**Vorliegender Text**:
• • •

Auch die optische Wirkung des Banners auf die Gesamterscheinung ist nicht derart gewichtig, dass sie die Unterlassung der Befestigung rechtfertigen würde. Zwar hat das Plakat eine durchaus erhebliche Größe; es verdeckt seinen Ausmaßen nach die gesamte Balkonbrüstung und setzt sich sogar noch in durchaus erheblichem Umfang unterhalb derselben fort. Damit ist es von der Straße aus prägnant wahrzunehmen. Es bewirkt aber keine erhebliche qualitative Veränderung in der äußeren Erscheinung des Gebäudes. Insbesondere dominiert es nicht die Fassade. Denn diese ist schon jetzt stark heterogen. Im Erdgeschossbereich dominiert Rot als Grundfarbe, welche durch großflächige, bunte Graffiti verschiedenster Formen mit vornehmlich blauen und grünen Farbanteilen durchbrachen wird. Zwar ist der Beklagten zuzugeben, dass der davon abgesetzte Fassadenbereich darüber mit Grau- bis Weißtönen insgesamt etwas homogener erscheint; insbesondere hängen an den anderen Balkons keine Plakate. Indes weist das Grau auch hier fleckig unterschiedliche Töne auf. Es ist vor allem an den oberen Balkonbrüstungen durch große weiße Flächen durchbrochen. ln diese Farbgebung fügt sich die weiße Grundfläche des streitgegenständlichen Plakats durchaus ein. Entsprechendes gilt für die grün gehaltene Schrift. Denn das Grün findet sich nicht nur in den unmittelbar darunter befindlichen Graffiti, sondern auch in einem Graffiti-Rest rechts oberhalb des klägerischen Balkons – zwischen dem ersten und zweiten Obergeschoss – wieder.

• • •

**Aufgabenstellung**:
Beantworte anhand des Textes zum Balkonplakat diese Fragen:
(a) Welche Grundfarbe herrscht im Erdgeschossbereich der Fassade vor?
(b) Welchen Teil des Balkons verdeckt das Plakat vollständig?
(c) Zwischen welchen Geschossen liegt der Graffiti-Rest rechts oberhalb des klägerischen Balkons?

**Datenauszüge**:
• • •

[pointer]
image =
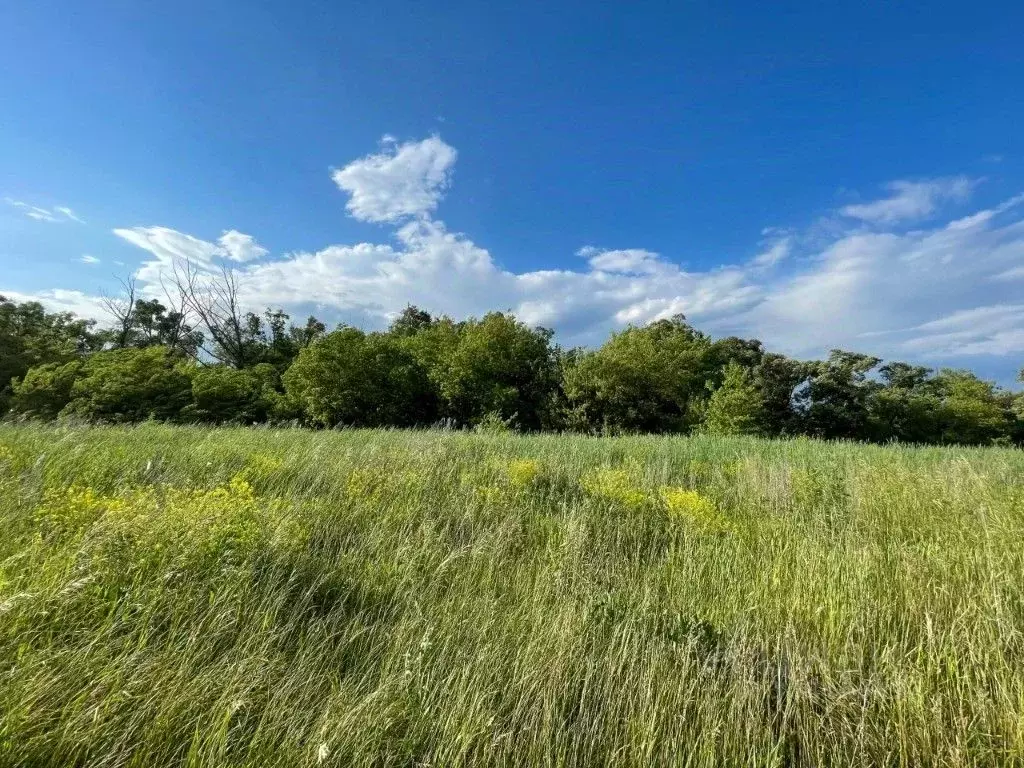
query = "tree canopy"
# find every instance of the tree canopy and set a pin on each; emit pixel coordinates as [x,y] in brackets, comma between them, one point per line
[207,360]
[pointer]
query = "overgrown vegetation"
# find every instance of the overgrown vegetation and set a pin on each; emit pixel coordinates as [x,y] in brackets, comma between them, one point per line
[260,597]
[665,378]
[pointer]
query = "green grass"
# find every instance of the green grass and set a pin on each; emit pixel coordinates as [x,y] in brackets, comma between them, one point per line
[230,597]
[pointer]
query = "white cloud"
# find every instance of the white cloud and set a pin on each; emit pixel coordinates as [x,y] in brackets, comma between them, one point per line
[771,256]
[632,260]
[401,181]
[241,248]
[69,213]
[170,247]
[939,292]
[56,215]
[910,201]
[59,300]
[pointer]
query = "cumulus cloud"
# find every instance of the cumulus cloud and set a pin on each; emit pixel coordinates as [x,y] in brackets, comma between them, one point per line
[934,293]
[629,261]
[241,248]
[170,247]
[54,215]
[401,181]
[910,201]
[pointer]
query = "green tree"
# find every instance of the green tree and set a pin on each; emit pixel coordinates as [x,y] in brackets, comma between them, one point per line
[835,400]
[118,385]
[45,390]
[906,407]
[777,379]
[356,379]
[972,411]
[643,379]
[128,385]
[501,367]
[411,322]
[224,394]
[30,336]
[735,407]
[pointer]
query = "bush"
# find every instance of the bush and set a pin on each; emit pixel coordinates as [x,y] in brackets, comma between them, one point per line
[223,394]
[126,385]
[357,379]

• • •

**Antwortbereich**:
(a) Rot
(b) Die Balkonbrüstung
(c) Zwischen dem ersten und dem zweiten Obergeschoss